*** Data provided Section Begins ***

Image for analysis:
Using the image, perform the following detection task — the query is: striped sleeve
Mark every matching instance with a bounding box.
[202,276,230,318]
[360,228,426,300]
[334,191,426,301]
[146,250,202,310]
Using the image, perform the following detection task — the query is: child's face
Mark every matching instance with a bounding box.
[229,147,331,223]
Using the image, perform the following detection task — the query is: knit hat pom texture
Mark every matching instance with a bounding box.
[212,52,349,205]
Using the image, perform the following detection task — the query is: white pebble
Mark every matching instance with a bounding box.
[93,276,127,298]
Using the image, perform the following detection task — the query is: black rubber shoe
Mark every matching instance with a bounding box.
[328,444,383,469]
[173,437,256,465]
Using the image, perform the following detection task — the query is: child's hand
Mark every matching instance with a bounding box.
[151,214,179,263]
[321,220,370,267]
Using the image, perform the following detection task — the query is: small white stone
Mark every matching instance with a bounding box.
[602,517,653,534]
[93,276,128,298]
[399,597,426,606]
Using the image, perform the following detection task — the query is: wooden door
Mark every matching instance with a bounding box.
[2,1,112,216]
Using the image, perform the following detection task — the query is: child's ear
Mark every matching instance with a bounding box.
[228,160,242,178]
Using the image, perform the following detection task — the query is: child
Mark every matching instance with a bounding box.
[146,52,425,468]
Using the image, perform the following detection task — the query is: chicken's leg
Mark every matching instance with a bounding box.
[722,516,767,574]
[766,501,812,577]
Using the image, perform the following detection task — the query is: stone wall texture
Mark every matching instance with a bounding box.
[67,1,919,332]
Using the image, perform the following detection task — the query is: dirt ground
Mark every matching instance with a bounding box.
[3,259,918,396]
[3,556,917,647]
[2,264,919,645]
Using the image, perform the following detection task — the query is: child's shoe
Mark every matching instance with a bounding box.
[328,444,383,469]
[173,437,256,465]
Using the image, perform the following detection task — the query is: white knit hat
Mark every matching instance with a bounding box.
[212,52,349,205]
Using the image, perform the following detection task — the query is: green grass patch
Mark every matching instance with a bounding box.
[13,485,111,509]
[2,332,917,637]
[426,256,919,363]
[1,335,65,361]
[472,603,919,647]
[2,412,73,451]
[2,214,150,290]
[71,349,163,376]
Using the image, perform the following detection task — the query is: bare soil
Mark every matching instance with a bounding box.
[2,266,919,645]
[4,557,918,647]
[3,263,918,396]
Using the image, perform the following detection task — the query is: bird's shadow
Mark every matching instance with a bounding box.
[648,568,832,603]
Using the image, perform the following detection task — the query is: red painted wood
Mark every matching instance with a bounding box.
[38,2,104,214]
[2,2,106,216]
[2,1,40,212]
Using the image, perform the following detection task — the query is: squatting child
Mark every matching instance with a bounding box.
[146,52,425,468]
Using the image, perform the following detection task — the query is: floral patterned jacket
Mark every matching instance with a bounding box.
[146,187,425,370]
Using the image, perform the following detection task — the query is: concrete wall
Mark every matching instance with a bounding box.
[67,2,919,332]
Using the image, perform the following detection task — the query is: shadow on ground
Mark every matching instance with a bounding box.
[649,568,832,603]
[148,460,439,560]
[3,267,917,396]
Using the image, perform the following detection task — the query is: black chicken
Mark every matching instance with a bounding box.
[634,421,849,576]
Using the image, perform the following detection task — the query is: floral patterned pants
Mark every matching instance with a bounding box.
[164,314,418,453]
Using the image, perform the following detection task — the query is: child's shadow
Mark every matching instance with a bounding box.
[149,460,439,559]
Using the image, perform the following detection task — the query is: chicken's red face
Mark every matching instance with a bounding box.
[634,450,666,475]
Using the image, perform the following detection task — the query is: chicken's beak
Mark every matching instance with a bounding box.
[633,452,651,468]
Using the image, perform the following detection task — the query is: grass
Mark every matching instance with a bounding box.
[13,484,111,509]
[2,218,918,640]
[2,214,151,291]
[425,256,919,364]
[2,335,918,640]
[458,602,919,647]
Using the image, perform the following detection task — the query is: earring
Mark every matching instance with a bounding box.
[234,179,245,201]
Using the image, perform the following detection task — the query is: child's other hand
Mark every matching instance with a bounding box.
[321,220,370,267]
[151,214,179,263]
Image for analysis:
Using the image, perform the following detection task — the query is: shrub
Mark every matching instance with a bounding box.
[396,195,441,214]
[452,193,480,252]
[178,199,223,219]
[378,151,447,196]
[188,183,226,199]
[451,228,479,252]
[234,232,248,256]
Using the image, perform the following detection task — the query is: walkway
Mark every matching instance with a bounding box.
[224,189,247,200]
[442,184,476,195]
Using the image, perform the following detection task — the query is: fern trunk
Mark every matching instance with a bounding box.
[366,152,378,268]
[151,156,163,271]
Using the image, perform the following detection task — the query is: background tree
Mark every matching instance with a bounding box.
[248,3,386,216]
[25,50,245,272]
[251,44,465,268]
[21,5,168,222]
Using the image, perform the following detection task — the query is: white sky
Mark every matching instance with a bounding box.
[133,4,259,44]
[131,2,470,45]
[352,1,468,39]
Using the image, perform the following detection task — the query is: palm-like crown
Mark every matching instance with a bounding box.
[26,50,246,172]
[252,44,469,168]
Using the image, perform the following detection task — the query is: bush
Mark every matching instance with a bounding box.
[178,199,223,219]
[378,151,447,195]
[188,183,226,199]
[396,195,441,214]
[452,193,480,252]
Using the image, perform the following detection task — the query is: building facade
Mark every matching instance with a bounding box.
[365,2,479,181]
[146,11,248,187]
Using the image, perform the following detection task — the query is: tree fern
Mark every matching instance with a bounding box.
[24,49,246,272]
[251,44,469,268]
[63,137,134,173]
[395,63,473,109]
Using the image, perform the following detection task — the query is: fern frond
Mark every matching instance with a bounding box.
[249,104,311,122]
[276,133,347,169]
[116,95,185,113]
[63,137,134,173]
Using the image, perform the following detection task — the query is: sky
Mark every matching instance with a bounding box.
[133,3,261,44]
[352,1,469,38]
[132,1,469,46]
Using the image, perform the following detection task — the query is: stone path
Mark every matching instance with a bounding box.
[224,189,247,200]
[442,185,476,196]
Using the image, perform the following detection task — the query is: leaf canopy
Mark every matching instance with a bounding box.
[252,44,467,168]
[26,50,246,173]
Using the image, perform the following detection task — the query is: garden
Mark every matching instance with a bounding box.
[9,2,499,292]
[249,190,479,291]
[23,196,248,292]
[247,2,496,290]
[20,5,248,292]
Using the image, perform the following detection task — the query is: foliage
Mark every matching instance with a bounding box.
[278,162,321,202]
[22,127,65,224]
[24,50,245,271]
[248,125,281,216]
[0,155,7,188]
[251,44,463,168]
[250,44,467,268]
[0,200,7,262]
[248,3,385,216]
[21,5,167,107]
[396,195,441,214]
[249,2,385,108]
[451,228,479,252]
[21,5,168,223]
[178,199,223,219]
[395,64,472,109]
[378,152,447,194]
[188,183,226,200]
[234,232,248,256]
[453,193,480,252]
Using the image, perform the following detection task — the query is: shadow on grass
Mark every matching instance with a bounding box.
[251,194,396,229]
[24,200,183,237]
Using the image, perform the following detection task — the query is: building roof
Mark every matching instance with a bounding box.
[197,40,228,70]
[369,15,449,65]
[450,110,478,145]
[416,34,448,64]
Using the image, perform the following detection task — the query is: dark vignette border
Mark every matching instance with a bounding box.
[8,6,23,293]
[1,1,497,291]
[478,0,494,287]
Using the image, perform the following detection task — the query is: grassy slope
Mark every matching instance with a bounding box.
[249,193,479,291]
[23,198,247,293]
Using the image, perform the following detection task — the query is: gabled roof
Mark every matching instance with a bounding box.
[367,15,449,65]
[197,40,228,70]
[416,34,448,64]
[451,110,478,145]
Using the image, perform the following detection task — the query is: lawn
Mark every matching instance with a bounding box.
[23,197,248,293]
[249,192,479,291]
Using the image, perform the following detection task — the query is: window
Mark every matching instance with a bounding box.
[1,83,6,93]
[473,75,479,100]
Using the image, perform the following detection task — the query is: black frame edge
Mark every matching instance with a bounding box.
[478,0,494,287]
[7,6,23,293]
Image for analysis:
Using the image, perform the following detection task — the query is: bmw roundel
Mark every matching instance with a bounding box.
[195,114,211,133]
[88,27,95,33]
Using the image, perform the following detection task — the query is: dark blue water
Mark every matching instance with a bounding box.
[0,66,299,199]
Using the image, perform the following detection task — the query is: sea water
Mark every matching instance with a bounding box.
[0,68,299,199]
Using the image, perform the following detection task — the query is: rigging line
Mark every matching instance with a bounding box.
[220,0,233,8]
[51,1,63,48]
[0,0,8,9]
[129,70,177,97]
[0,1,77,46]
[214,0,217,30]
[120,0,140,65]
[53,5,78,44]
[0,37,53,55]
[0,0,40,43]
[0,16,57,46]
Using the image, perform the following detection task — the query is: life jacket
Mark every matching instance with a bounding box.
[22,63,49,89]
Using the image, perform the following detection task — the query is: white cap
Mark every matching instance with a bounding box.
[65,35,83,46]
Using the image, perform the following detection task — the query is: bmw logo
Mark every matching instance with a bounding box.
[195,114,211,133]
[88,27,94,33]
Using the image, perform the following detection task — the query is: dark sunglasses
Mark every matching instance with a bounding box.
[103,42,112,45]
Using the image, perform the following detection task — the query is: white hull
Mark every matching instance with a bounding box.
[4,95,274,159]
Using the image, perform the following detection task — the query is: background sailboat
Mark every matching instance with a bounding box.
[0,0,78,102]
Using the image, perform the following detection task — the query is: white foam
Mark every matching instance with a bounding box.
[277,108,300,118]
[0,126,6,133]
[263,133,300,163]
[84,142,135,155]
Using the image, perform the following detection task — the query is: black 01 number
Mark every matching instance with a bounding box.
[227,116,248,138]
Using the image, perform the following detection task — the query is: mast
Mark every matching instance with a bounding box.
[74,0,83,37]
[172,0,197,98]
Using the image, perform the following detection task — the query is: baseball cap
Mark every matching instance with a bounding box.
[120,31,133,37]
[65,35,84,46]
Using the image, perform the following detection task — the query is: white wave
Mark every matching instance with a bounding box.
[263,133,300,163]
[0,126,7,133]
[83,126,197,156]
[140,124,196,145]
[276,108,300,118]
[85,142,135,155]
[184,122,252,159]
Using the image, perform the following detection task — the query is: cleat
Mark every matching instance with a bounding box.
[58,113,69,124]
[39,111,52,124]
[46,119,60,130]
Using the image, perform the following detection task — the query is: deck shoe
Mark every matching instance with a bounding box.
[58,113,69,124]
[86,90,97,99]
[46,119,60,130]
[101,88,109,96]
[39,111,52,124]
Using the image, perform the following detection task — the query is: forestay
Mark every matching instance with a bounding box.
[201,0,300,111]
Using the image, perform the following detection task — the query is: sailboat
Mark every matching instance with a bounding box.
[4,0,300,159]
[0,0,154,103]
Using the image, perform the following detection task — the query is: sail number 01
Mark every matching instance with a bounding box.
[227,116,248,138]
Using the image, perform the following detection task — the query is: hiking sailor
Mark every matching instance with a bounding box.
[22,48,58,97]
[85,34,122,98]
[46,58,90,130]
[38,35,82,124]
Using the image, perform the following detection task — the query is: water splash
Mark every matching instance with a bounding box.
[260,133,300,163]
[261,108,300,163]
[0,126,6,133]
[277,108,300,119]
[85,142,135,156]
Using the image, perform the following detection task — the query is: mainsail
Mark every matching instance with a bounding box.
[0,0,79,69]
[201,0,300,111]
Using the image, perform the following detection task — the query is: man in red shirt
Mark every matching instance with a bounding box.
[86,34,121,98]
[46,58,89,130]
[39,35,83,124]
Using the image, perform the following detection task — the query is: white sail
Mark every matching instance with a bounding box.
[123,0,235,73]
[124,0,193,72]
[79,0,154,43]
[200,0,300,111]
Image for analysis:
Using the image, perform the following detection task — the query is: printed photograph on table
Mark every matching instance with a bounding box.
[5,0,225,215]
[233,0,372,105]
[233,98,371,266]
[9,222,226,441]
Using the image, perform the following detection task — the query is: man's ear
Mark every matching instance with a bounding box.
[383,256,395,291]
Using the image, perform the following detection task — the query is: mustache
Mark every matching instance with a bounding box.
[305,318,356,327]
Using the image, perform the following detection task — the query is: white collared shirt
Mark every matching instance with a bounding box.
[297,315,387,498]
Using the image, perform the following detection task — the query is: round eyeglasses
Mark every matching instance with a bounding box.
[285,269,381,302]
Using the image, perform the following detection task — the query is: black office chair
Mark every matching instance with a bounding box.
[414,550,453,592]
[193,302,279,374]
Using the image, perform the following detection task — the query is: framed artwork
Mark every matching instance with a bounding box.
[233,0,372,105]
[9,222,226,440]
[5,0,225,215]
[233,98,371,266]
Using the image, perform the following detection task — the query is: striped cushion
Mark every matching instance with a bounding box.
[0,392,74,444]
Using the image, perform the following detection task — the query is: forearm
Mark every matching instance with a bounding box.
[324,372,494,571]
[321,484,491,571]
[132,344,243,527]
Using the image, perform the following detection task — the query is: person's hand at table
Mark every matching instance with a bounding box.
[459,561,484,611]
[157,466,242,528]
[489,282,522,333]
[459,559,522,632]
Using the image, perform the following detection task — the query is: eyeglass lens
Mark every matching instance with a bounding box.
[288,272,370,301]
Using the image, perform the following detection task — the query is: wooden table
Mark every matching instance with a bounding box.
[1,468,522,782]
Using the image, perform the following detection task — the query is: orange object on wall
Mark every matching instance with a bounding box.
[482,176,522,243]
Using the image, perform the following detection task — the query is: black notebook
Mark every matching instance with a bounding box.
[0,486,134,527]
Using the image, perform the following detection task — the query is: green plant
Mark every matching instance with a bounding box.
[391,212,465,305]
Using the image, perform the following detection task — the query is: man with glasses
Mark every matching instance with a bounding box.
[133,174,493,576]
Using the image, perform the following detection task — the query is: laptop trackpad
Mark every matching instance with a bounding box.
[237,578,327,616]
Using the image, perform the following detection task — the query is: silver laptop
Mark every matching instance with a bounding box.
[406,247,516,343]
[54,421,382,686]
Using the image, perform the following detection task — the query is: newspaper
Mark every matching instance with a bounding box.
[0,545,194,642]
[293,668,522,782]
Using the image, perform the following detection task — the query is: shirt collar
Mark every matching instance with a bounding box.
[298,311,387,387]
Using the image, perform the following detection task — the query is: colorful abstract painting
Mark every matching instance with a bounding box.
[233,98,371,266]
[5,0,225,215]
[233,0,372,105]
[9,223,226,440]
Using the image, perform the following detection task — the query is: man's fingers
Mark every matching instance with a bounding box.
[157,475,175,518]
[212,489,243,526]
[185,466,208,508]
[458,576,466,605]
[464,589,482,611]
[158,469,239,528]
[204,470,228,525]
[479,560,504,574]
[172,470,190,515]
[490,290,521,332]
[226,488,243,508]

*** Data provided Section Ends ***

→ Task prompt:
Above are the entries; repeat their lines exactly, from the first through the one that contains "is: child's face".

→ Exercise answer:
Image for analysis:
Using the image, perform the following detection task — the query is: striped sleeve
Mark every matching instance with a bounding box.
[202,276,230,318]
[360,228,426,300]
[334,191,426,301]
[146,250,202,310]
Using the image, perform the following detection task — the query is: child's face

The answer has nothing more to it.